Excerpt from a dataset
§ §

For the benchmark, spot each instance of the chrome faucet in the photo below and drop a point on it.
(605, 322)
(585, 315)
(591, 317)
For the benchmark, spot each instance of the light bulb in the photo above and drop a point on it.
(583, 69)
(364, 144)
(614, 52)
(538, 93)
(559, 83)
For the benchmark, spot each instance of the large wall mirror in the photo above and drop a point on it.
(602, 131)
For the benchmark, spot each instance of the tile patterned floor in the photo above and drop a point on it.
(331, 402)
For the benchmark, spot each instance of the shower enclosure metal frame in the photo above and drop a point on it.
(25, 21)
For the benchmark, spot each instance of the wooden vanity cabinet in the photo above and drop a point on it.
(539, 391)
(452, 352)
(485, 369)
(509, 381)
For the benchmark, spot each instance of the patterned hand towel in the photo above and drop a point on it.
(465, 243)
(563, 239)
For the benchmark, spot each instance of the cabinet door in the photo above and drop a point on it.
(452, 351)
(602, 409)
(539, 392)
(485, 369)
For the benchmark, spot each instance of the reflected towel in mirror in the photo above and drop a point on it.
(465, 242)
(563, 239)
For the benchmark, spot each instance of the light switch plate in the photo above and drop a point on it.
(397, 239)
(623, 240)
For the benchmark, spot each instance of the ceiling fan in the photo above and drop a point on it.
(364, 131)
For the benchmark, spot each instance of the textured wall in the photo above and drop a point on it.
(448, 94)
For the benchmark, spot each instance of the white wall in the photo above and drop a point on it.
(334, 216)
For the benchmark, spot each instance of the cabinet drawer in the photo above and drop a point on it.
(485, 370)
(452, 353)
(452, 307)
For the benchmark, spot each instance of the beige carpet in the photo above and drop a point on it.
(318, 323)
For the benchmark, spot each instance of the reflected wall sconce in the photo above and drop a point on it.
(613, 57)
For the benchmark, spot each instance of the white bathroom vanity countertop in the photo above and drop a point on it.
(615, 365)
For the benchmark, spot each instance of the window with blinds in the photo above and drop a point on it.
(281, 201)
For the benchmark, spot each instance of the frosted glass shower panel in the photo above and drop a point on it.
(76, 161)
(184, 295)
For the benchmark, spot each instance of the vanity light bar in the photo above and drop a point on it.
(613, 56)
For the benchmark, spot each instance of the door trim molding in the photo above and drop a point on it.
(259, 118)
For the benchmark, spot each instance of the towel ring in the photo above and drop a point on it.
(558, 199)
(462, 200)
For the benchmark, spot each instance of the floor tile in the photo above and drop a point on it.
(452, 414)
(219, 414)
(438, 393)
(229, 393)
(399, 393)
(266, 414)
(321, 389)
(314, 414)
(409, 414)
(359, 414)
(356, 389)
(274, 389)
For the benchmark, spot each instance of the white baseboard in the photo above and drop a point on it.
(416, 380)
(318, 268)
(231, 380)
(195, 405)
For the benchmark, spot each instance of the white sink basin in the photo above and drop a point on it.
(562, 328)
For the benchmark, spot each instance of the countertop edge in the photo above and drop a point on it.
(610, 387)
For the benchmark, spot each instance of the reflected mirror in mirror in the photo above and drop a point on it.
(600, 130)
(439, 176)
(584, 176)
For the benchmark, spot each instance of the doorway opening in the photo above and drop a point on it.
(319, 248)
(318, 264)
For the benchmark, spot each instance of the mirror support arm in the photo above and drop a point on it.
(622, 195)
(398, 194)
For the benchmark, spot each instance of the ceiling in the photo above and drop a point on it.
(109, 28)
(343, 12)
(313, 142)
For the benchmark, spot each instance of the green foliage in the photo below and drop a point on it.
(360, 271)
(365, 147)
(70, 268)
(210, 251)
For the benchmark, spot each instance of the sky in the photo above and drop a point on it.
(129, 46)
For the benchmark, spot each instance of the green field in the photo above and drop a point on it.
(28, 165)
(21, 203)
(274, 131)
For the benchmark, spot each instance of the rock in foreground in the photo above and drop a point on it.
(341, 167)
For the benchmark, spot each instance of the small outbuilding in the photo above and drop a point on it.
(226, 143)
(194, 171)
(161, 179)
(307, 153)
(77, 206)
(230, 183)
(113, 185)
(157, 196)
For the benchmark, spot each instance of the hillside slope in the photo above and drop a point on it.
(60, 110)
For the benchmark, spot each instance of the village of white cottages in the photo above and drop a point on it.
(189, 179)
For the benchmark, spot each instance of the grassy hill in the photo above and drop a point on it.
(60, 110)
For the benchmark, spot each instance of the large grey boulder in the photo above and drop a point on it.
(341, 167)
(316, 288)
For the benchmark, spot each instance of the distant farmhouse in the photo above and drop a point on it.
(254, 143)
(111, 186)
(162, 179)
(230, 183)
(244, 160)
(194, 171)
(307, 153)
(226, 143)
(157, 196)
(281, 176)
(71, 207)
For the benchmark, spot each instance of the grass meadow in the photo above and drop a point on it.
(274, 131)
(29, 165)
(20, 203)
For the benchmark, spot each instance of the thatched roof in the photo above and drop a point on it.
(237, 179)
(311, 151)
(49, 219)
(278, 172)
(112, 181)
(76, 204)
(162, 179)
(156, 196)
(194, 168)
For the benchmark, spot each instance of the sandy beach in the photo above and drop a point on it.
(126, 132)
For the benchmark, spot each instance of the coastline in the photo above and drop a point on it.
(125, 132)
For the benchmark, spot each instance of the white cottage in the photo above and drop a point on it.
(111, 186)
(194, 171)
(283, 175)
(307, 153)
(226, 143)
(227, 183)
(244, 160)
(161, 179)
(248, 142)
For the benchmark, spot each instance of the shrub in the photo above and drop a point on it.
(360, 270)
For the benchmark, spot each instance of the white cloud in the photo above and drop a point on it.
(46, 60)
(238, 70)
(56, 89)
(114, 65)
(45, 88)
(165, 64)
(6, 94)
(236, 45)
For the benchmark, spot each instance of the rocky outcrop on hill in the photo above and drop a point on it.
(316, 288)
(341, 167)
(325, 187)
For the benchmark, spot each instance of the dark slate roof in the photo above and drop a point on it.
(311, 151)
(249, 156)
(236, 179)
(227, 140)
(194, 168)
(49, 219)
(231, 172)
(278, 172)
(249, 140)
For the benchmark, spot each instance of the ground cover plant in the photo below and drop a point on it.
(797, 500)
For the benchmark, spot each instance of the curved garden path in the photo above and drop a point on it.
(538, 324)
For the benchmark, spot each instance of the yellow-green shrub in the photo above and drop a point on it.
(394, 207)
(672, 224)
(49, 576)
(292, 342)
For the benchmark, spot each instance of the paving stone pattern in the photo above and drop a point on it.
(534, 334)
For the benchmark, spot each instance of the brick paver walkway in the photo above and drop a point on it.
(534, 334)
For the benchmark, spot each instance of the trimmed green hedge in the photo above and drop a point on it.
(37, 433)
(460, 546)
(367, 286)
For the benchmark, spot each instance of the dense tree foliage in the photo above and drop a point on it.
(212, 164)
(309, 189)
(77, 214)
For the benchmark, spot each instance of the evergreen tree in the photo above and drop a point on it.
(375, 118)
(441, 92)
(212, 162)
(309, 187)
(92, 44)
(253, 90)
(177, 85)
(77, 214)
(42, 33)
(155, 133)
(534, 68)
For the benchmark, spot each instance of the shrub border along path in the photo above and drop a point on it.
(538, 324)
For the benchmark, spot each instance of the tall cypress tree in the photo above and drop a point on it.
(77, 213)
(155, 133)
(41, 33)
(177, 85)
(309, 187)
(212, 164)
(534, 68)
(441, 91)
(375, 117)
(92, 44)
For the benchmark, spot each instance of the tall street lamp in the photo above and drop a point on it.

§ §

WHAT YOU HAVE TO DO: Starting with the line that contains "For the benchmark, spot each instance of the evergreen", write out each line through the end of the listing, exactly as it appears, and include nothing else.

TASK OUTPUT:
For the benchmark, spot each instance of the evergreen tree in the photo above and drop a point on it.
(375, 118)
(441, 92)
(212, 162)
(309, 187)
(92, 44)
(253, 90)
(177, 85)
(77, 214)
(42, 33)
(155, 133)
(534, 68)
For the benchmark, spot each instance of the shrub border along path in the photo above and drop a point on it.
(538, 324)
For the benchmark, spot each instance of the tall cypress tree in the photo above and drop a point on it.
(77, 213)
(155, 133)
(41, 33)
(177, 85)
(309, 187)
(212, 164)
(534, 68)
(441, 91)
(375, 117)
(92, 44)
For the benchmark, spot each instance of the tall street lamp in the photo above and drop a point on it.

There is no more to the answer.